## TASK PROMPT
Can you find every line in the material below that contains the word "blanket" and copy each of those lines?

## RECORDS SUPPLIED
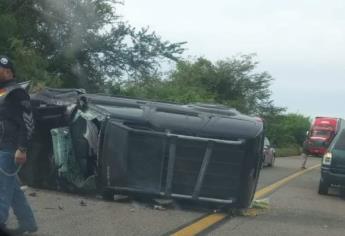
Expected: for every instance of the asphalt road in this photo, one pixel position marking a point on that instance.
(294, 209)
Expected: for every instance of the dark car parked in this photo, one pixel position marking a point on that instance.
(333, 164)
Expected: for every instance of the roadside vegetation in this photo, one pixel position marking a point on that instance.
(85, 44)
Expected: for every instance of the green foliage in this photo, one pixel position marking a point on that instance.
(78, 43)
(232, 82)
(286, 130)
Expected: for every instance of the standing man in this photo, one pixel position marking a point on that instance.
(304, 154)
(16, 128)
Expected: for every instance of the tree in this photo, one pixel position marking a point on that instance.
(233, 82)
(82, 43)
(287, 129)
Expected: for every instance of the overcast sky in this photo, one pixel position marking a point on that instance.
(300, 43)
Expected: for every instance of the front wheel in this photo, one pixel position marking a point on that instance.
(323, 187)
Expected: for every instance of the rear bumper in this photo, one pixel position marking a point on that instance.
(332, 178)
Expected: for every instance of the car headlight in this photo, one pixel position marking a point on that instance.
(327, 158)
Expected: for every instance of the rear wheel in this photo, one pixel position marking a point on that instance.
(108, 195)
(323, 187)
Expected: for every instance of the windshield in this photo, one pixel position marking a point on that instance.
(321, 133)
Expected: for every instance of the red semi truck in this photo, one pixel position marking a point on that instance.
(321, 133)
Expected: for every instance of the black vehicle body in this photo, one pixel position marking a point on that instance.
(333, 163)
(199, 152)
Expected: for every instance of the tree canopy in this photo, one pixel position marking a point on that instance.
(78, 43)
(84, 43)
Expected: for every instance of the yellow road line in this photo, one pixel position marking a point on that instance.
(200, 225)
(212, 219)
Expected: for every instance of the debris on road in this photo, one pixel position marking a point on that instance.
(261, 203)
(33, 194)
(159, 207)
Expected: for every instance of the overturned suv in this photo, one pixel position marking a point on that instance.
(89, 142)
(333, 163)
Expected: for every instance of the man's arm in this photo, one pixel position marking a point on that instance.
(24, 117)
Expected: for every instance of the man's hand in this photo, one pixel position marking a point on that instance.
(20, 157)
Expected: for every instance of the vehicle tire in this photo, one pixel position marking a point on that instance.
(108, 195)
(323, 187)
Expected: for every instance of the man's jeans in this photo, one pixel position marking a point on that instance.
(12, 196)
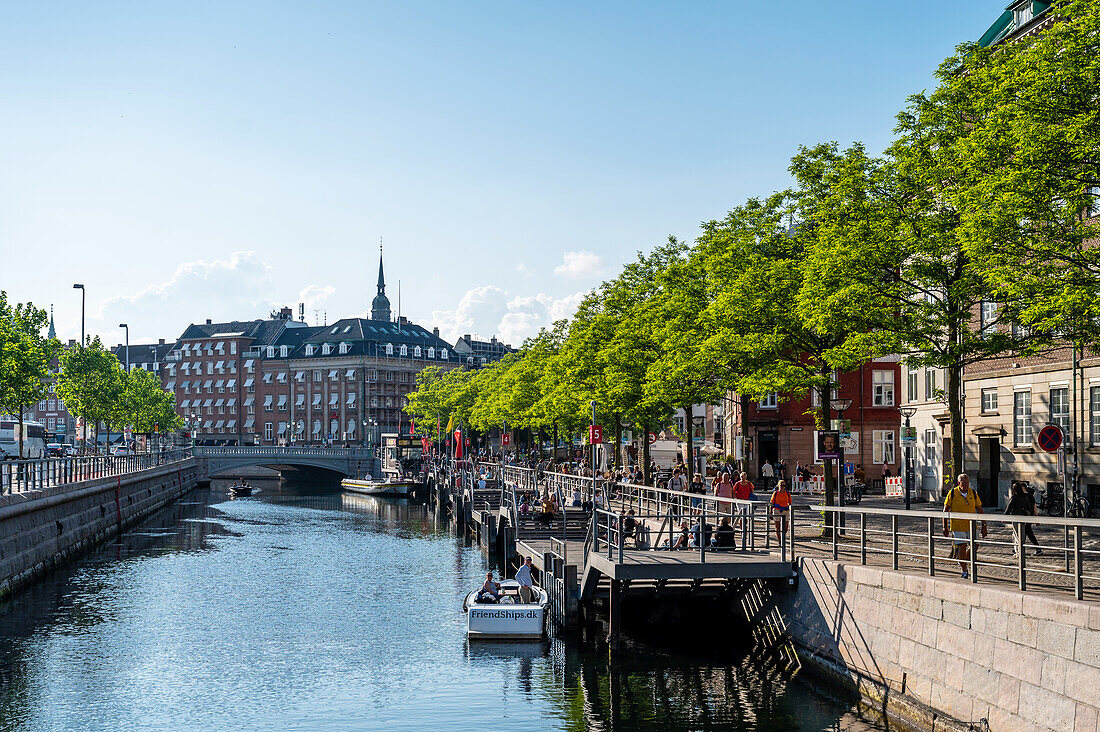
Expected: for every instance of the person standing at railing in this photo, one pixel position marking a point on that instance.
(961, 499)
(781, 509)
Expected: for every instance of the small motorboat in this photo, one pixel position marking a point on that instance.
(507, 619)
(238, 490)
(399, 488)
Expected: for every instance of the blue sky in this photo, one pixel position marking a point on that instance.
(217, 160)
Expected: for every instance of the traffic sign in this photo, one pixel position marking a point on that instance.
(1049, 438)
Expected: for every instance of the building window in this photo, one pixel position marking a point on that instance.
(1095, 415)
(883, 447)
(989, 401)
(883, 388)
(930, 384)
(1021, 418)
(1059, 408)
(988, 318)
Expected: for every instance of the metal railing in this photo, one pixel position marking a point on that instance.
(910, 539)
(22, 476)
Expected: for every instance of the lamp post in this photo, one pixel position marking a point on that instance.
(127, 328)
(80, 287)
(908, 412)
(840, 406)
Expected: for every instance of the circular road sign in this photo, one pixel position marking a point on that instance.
(1049, 438)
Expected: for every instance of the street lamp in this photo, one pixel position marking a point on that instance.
(908, 412)
(122, 325)
(80, 287)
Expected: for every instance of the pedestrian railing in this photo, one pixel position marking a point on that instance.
(912, 538)
(22, 476)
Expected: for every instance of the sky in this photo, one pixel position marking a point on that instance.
(212, 160)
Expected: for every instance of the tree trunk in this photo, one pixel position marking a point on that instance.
(955, 410)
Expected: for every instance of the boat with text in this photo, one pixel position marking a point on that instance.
(507, 618)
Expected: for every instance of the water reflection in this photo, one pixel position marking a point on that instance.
(301, 608)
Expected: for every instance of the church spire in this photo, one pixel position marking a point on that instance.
(380, 308)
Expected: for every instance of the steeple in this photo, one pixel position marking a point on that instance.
(380, 308)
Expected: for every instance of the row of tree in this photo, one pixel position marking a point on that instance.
(88, 378)
(969, 238)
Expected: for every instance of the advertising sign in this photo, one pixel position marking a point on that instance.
(828, 445)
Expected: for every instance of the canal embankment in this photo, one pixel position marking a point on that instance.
(942, 653)
(42, 528)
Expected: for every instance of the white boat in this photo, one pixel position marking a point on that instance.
(378, 488)
(508, 619)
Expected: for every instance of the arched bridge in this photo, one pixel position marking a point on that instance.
(354, 461)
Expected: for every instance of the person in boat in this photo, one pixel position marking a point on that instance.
(491, 589)
(526, 581)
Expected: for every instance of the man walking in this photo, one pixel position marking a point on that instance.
(961, 499)
(526, 581)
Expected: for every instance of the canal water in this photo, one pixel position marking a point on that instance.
(304, 609)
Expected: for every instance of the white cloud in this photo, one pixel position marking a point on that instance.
(580, 265)
(490, 310)
(234, 288)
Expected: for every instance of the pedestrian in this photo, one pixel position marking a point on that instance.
(961, 499)
(526, 581)
(1022, 504)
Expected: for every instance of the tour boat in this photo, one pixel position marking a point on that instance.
(384, 488)
(507, 619)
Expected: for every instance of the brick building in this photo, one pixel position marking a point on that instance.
(772, 428)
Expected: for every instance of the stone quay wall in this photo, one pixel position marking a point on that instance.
(942, 653)
(41, 530)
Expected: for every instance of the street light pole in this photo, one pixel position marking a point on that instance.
(80, 287)
(908, 412)
(122, 325)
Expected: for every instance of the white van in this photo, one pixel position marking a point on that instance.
(34, 440)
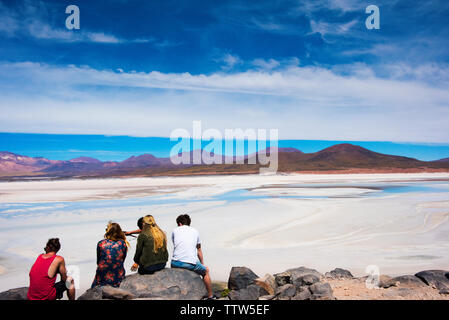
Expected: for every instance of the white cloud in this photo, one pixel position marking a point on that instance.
(302, 102)
(266, 64)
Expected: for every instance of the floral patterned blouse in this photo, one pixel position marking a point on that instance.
(110, 258)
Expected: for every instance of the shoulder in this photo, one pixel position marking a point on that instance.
(102, 243)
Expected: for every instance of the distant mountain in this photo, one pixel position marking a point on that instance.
(85, 160)
(11, 163)
(337, 157)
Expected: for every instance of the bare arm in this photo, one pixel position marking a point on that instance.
(62, 270)
(200, 253)
(128, 233)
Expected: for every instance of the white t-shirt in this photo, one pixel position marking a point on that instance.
(185, 239)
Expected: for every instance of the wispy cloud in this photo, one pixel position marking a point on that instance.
(33, 24)
(351, 103)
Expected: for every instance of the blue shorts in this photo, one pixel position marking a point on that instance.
(197, 268)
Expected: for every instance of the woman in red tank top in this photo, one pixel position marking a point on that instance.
(41, 285)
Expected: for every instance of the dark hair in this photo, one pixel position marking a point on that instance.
(52, 245)
(183, 219)
(140, 223)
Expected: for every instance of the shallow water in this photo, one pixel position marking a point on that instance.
(401, 226)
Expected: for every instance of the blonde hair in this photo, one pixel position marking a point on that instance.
(114, 233)
(159, 238)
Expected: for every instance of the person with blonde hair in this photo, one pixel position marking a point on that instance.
(111, 254)
(151, 251)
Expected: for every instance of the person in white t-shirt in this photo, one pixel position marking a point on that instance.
(187, 252)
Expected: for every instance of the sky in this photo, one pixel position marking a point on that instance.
(119, 148)
(309, 68)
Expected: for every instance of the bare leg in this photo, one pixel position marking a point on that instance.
(208, 283)
(71, 290)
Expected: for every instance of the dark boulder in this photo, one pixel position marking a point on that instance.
(295, 275)
(339, 273)
(251, 292)
(435, 278)
(321, 291)
(408, 281)
(95, 293)
(167, 284)
(305, 280)
(241, 277)
(303, 293)
(116, 294)
(285, 292)
(15, 294)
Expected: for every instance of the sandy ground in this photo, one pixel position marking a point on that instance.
(356, 289)
(400, 233)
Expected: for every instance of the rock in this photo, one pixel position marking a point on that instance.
(305, 280)
(291, 275)
(436, 278)
(116, 293)
(241, 277)
(444, 291)
(286, 292)
(95, 293)
(303, 293)
(339, 273)
(168, 284)
(408, 281)
(282, 278)
(268, 283)
(15, 294)
(252, 292)
(321, 291)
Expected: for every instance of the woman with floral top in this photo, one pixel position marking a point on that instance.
(111, 253)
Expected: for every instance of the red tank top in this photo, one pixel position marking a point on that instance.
(41, 285)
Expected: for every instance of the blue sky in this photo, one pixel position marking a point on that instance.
(118, 148)
(308, 68)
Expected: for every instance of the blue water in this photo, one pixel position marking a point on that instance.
(11, 210)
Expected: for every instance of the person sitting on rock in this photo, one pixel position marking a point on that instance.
(139, 225)
(111, 254)
(187, 252)
(43, 275)
(151, 251)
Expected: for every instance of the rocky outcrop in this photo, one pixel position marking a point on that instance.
(339, 273)
(106, 293)
(241, 277)
(407, 281)
(437, 278)
(168, 284)
(294, 284)
(243, 284)
(268, 283)
(14, 294)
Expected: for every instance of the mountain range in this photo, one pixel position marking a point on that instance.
(335, 158)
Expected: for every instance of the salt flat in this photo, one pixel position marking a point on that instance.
(398, 222)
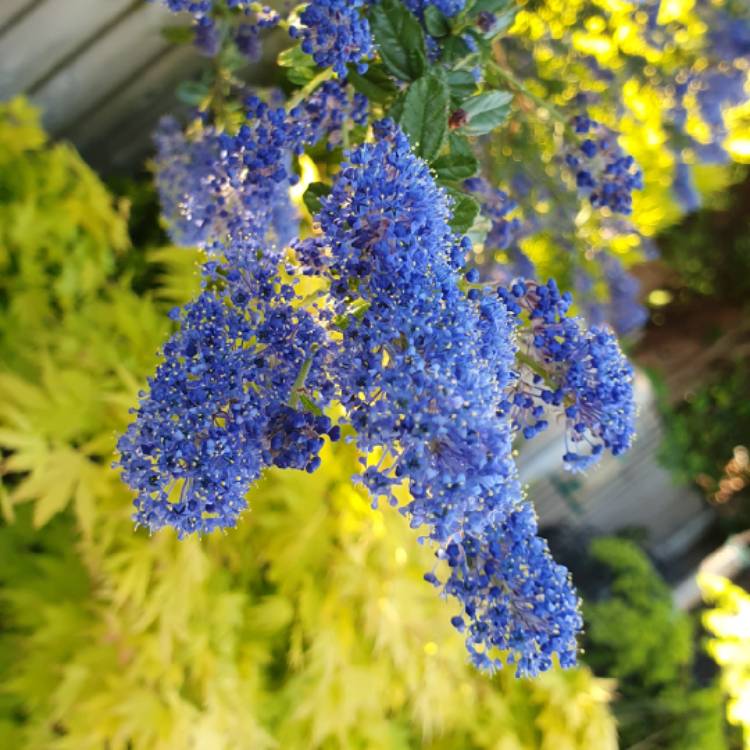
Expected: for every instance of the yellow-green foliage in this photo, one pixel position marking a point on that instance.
(307, 627)
(729, 624)
(558, 33)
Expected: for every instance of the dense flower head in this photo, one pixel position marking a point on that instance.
(217, 186)
(229, 381)
(335, 33)
(422, 373)
(573, 369)
(684, 188)
(514, 597)
(422, 364)
(448, 8)
(602, 170)
(327, 110)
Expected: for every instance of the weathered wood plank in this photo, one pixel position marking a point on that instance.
(40, 42)
(111, 59)
(141, 94)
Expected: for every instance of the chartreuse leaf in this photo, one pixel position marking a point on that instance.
(315, 191)
(486, 111)
(399, 39)
(424, 117)
(459, 163)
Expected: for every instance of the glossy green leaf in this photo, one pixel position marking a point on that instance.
(375, 84)
(486, 112)
(459, 164)
(425, 116)
(399, 39)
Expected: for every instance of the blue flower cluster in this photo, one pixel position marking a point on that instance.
(602, 171)
(422, 370)
(448, 8)
(217, 187)
(574, 370)
(515, 598)
(223, 404)
(328, 108)
(335, 33)
(243, 27)
(422, 365)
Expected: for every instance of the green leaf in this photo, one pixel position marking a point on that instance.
(178, 34)
(300, 66)
(192, 93)
(425, 116)
(461, 84)
(435, 22)
(459, 164)
(397, 108)
(455, 49)
(503, 21)
(375, 84)
(486, 112)
(465, 210)
(492, 6)
(315, 191)
(399, 38)
(310, 405)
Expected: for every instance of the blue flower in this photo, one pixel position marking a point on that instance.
(335, 33)
(514, 597)
(573, 370)
(217, 187)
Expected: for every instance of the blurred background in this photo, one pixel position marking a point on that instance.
(309, 626)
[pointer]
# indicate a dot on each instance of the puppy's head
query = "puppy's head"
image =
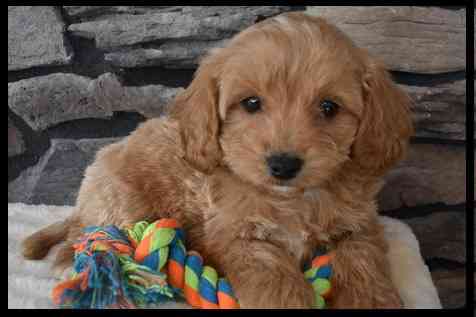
(290, 102)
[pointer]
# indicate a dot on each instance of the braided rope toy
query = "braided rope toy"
(146, 264)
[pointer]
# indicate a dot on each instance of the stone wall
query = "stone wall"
(82, 77)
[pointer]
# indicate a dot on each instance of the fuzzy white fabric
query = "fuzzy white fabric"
(30, 282)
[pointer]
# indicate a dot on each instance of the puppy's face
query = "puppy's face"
(294, 102)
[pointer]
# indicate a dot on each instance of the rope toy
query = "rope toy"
(147, 264)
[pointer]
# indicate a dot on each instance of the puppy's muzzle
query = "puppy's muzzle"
(284, 166)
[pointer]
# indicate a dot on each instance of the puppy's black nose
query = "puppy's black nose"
(284, 165)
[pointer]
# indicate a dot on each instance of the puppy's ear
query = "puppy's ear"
(386, 125)
(196, 111)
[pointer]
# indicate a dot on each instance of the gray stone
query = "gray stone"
(173, 54)
(451, 286)
(440, 111)
(99, 12)
(432, 173)
(56, 178)
(16, 145)
(120, 31)
(441, 235)
(412, 39)
(35, 37)
(48, 100)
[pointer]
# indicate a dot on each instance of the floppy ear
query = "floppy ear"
(385, 127)
(197, 114)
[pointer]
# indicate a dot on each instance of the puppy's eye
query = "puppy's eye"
(329, 108)
(251, 104)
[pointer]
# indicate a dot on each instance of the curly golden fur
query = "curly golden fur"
(204, 164)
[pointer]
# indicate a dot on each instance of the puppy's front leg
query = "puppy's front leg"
(265, 276)
(361, 277)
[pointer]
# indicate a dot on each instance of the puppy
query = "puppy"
(277, 147)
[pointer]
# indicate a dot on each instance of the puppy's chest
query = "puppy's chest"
(231, 210)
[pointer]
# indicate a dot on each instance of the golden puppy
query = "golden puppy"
(278, 146)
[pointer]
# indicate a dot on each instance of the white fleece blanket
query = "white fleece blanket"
(30, 282)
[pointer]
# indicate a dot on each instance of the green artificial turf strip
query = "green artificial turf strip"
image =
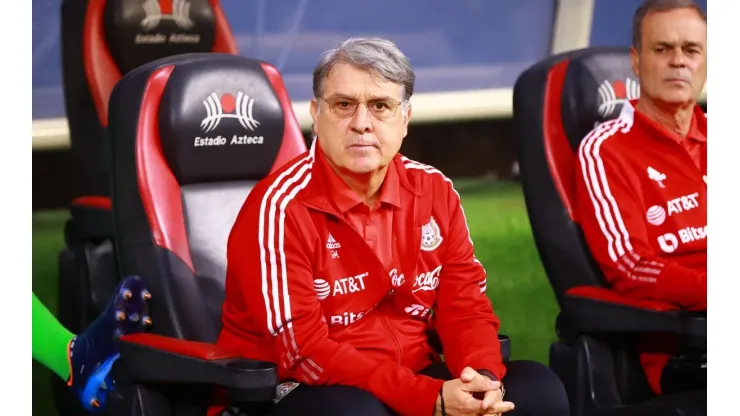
(517, 285)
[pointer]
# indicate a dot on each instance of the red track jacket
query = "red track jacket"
(304, 290)
(641, 201)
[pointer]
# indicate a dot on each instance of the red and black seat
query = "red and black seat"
(104, 39)
(189, 136)
(556, 103)
(101, 41)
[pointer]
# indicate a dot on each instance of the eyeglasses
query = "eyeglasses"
(380, 108)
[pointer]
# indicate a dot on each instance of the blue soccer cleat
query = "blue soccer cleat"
(93, 352)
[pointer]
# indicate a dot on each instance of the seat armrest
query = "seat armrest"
(150, 358)
(91, 220)
(592, 309)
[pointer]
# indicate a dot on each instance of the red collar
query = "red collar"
(697, 131)
(328, 192)
(344, 198)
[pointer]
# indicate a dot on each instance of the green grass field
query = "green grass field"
(496, 215)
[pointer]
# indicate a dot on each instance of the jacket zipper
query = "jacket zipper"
(393, 338)
(383, 320)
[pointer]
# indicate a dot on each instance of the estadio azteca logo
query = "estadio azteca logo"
(615, 93)
(227, 106)
(177, 11)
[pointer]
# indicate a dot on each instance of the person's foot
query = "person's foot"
(92, 353)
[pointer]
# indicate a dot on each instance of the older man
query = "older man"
(339, 262)
(642, 183)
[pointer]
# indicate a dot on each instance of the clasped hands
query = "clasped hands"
(460, 396)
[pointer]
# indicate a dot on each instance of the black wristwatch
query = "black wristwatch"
(494, 378)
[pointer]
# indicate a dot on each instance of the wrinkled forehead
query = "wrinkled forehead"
(679, 27)
(349, 81)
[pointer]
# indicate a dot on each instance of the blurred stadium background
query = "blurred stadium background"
(467, 55)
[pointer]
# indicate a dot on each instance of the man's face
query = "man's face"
(672, 65)
(367, 140)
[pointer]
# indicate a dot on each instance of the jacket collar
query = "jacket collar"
(697, 131)
(318, 191)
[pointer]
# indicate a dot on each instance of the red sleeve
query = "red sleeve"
(270, 263)
(466, 323)
(613, 223)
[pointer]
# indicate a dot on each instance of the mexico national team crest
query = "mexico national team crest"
(431, 237)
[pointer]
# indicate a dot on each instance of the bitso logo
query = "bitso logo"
(417, 310)
(615, 93)
(656, 215)
(227, 106)
(322, 288)
(668, 242)
(177, 11)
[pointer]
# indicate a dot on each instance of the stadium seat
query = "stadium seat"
(556, 103)
(189, 136)
(101, 41)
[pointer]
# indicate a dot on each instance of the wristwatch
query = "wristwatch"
(494, 378)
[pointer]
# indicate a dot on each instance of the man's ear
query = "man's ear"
(635, 60)
(406, 116)
(314, 110)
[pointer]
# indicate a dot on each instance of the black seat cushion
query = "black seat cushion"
(190, 136)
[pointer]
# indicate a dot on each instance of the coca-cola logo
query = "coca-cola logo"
(396, 279)
(428, 280)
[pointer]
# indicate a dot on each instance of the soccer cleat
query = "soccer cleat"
(93, 352)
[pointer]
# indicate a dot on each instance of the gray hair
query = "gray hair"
(373, 54)
(657, 6)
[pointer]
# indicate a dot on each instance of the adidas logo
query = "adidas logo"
(331, 243)
(656, 176)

## RESULT OF THE EXERCISE
# indicate a dot on each instance of the white fleece blanket
query = "white fleece blanket"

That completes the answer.